Actions to take »
1. Answer these from the apprenticeship thread below:
(a) What ranking did 1000ghost receive?
(b) About how many apprentices a year does Tom45acp's program take in?
(c) Which local is cwsims84 wrapping up the process with?
2. Reproduce the stretch of the apprenticeship thread from "## Tom45acp (Sep" through "as they retire.".
3. Name every username that heads a post in the apprenticeship thread below.

Passage »
■ ■ ■ ■ ■
# Apprenticeship process ?s



## HARRY304E (Sep 15, 2010)

1000ghost said:


> I applied to JATC a few months ago and have already taken the tests and gone to an interview. I got my ranking today (14), but was told that they send out acceptance letters in a month. Are there other considerations at this point for who gets in or is it straight up ranking order? Whats a typical class size? Will I make it? Anybody who has been down this road before able to give me the play by play on what happens next?


I hope you make it in Good luck..:thumbup::thumbup:


----------



## Tom45acp (Sep 6, 2011)

How many actually enter the program depends on a few factors.


If the local is very large they will be taking in more apprentices. Another factor is the age of existing members as they will need to be replaced as they retire.

Our program takes in about ten apprentices a year. I am not sure what our total membership is, but it is less than 500.

Good luck.


----------



## 1000ghost (Mar 23, 2013)

The local is large (3500) but I applied to the low/sound program so I'm not sure the typical demand there. 

If I do not make it in, I will be looking to try again. Hopefully with some experience this time. Nobody seems willing to hire entry-level / no exp. so that I can learn, unfortunately.


----------



## cwsims84 (Jan 21, 2012)

what Local?? Im just wrapping up the process with LU 48 Portland


----------
■ ■ ■ ■ ■
Dataset section »
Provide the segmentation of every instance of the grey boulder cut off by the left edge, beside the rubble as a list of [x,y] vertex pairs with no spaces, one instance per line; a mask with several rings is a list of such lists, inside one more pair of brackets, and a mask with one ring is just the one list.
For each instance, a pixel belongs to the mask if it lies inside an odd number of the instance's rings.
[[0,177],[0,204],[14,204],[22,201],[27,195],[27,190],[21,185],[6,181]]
■ ■ ■ ■ ■
Answers by item number »
1.
(a) 14
(b) About ten
(c) LU 48 Portland

2.
## Tom45acp (Sep 6, 2011)

How many actually enter the program depends on a few factors.


If the local is very large they will be taking in more apprentices. Another factor is the age of existing members as they will need to be replaced as they retire.

3.
HARRY304E
Tom45acp
1000ghost
cwsims84